[Start of Records provided]

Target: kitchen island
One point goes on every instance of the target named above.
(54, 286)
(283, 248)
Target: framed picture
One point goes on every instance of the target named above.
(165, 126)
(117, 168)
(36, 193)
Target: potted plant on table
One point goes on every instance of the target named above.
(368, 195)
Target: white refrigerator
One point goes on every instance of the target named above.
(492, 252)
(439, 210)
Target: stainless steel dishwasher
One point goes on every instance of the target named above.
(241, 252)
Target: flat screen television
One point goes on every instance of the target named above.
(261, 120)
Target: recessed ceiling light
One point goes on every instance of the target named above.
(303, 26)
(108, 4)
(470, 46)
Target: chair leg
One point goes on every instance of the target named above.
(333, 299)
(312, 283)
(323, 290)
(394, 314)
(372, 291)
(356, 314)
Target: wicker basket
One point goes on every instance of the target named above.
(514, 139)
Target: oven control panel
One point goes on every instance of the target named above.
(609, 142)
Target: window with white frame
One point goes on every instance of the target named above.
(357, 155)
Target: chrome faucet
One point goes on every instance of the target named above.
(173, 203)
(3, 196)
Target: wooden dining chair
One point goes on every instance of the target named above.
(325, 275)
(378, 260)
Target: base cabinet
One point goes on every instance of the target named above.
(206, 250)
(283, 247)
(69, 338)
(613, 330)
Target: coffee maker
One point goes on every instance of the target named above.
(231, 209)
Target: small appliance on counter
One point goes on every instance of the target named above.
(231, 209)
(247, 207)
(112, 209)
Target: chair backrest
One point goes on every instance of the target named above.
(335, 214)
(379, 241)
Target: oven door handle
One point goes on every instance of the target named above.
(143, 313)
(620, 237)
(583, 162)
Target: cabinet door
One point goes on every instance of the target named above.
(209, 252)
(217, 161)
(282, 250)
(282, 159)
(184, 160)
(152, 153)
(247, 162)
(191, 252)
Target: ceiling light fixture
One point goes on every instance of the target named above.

[End of Records provided]

● **Task statement**:
Output the lines above without any changes.

● **Written response**:
Target: kitchen island
One point goes on every instance of the target named above.
(54, 286)
(283, 248)
Target: framed picture
One point goes on every instance of the target named above.
(165, 126)
(117, 168)
(36, 193)
Target: potted plant on table
One point goes on every instance of the target named above.
(368, 195)
Target: white refrigerator
One point goes on every instance of the target named above.
(492, 252)
(439, 210)
Target: stainless steel dishwasher
One point goes on every instance of the target named above.
(241, 252)
Target: flat screen television
One point goes on every instance of the target named above.
(261, 120)
Target: recessed ceiling light
One point goes on every instance of the target named above.
(303, 26)
(108, 4)
(470, 46)
Target: chair leg
One point goes on every instance of the target named above.
(333, 299)
(312, 283)
(323, 290)
(394, 314)
(372, 291)
(356, 314)
Target: wicker basket
One point goes on every instance of the target named above.
(514, 139)
Target: oven control panel
One point goes on every instance of the target named above.
(609, 142)
Target: window with white frame
One point goes on every instance of the target named above.
(357, 155)
Target: chrome faucet
One point goes on every instance of the target named above.
(173, 203)
(3, 196)
Target: wooden dining chair
One point goes on every instance of the target named above.
(325, 275)
(378, 260)
Target: base cabinet
One point goes on every instance of the target named above.
(206, 250)
(283, 247)
(69, 338)
(613, 330)
Target: coffee maker
One point goes on every instance of the target named above.
(231, 209)
Target: small appliance on counter
One point goes on every instance of the target named above.
(231, 209)
(247, 207)
(112, 209)
Target: chair backrest
One point goes on every instance of the target named above.
(335, 214)
(379, 241)
Target: oven door handle
One point goes on every instance of the target named above.
(143, 313)
(620, 237)
(583, 162)
Target: cabinet door
One point goes on every instance of the target named above.
(209, 252)
(217, 161)
(282, 250)
(282, 159)
(184, 160)
(152, 153)
(247, 162)
(191, 252)
Target: ceiling light fixture
One point goes on every instance of the target named above.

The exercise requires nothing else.